Extracted entries start
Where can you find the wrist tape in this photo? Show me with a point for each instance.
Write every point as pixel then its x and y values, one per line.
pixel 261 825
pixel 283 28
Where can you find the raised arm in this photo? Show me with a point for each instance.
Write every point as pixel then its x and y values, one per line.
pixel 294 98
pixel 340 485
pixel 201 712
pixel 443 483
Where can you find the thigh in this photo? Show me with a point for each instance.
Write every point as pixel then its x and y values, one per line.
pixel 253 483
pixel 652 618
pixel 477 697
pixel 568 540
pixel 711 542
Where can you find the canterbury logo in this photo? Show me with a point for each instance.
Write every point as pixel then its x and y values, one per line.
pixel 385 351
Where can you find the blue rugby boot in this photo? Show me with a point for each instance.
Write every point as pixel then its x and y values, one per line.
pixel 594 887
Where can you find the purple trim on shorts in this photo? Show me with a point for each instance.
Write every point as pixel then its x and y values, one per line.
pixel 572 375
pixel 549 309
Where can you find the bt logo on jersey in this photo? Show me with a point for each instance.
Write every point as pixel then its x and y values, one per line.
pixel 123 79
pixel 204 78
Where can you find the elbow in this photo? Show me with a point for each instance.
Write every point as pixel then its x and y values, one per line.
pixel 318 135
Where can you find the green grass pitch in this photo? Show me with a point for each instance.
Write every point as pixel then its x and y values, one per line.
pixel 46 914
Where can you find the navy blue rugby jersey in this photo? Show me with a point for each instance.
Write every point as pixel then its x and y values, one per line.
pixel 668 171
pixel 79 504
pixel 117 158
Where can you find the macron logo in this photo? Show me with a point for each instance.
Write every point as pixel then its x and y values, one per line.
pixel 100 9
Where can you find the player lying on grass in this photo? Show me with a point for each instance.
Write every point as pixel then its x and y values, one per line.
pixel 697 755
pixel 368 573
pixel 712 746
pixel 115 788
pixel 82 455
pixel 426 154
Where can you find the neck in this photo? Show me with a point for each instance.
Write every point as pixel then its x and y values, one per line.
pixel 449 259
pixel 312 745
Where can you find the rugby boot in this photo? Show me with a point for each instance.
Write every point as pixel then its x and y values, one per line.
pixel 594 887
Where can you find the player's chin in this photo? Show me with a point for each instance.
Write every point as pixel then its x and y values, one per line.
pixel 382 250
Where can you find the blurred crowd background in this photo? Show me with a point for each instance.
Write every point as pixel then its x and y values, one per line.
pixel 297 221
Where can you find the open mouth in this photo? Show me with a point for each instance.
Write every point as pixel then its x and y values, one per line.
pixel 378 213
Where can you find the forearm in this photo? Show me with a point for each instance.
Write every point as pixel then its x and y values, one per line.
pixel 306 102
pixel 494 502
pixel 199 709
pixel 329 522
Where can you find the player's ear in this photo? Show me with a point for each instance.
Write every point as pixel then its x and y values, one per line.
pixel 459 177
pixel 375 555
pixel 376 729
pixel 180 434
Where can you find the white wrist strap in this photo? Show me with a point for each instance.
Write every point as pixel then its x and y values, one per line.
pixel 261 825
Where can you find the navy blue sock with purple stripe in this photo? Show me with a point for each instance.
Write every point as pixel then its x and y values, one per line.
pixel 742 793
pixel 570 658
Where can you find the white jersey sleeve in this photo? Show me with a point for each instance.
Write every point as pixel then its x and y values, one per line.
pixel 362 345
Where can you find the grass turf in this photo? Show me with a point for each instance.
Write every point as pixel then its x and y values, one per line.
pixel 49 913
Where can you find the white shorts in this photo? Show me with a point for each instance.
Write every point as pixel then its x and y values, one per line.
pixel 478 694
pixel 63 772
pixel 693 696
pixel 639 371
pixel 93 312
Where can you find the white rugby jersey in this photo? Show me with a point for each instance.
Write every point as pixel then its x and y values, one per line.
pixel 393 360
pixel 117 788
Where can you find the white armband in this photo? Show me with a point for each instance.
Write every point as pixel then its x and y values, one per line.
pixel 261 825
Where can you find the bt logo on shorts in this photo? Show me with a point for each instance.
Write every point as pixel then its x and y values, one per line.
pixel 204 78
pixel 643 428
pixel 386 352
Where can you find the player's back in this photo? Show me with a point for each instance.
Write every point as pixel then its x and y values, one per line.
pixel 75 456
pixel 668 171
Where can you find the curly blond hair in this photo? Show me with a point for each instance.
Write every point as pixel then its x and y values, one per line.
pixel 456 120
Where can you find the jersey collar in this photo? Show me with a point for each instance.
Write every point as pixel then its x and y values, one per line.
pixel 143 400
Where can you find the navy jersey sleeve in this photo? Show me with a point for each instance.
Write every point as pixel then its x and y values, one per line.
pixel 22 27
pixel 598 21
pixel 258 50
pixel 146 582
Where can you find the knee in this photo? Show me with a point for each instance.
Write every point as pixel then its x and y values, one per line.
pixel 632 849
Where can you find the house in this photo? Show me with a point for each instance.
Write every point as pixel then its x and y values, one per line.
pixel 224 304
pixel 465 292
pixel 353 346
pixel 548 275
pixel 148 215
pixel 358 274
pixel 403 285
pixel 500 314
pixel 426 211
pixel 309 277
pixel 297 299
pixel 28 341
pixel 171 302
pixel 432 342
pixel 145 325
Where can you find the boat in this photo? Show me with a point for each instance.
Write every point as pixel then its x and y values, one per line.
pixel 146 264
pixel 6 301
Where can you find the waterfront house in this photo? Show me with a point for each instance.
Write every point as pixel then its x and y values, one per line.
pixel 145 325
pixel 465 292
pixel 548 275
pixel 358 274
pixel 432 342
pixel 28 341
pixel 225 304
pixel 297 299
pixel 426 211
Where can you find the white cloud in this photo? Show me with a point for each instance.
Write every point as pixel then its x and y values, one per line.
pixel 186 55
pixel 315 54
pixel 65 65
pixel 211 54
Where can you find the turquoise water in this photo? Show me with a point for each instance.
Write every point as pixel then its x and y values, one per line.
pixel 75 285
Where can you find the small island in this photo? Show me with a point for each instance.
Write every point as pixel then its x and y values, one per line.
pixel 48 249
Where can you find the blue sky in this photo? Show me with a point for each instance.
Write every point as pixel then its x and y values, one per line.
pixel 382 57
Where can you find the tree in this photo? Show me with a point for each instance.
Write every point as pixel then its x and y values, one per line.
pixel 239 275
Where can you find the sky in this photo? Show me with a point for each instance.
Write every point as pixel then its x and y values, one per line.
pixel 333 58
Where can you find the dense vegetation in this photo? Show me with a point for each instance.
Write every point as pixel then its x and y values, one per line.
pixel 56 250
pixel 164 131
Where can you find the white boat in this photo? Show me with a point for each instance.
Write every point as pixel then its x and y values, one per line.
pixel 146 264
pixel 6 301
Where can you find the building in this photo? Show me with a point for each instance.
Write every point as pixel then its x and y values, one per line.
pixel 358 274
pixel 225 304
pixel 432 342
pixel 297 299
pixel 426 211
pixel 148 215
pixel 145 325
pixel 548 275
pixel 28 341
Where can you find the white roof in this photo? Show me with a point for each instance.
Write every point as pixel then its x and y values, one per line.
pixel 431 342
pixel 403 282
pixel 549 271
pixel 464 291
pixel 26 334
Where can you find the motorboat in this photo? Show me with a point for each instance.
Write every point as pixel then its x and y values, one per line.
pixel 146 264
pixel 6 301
Extracted entries end
Transcribe the records above verbatim, starting with the line that contains "Where can you find the navy jersey" and going on through the line that contains "pixel 146 582", with both of those lines included.

▶ _Result for this task_
Where can you find the navy jersey sleeve in this photo? Show me with a point for each instance.
Write every point as pixel then its x and y values, one per line.
pixel 22 27
pixel 598 21
pixel 258 50
pixel 146 582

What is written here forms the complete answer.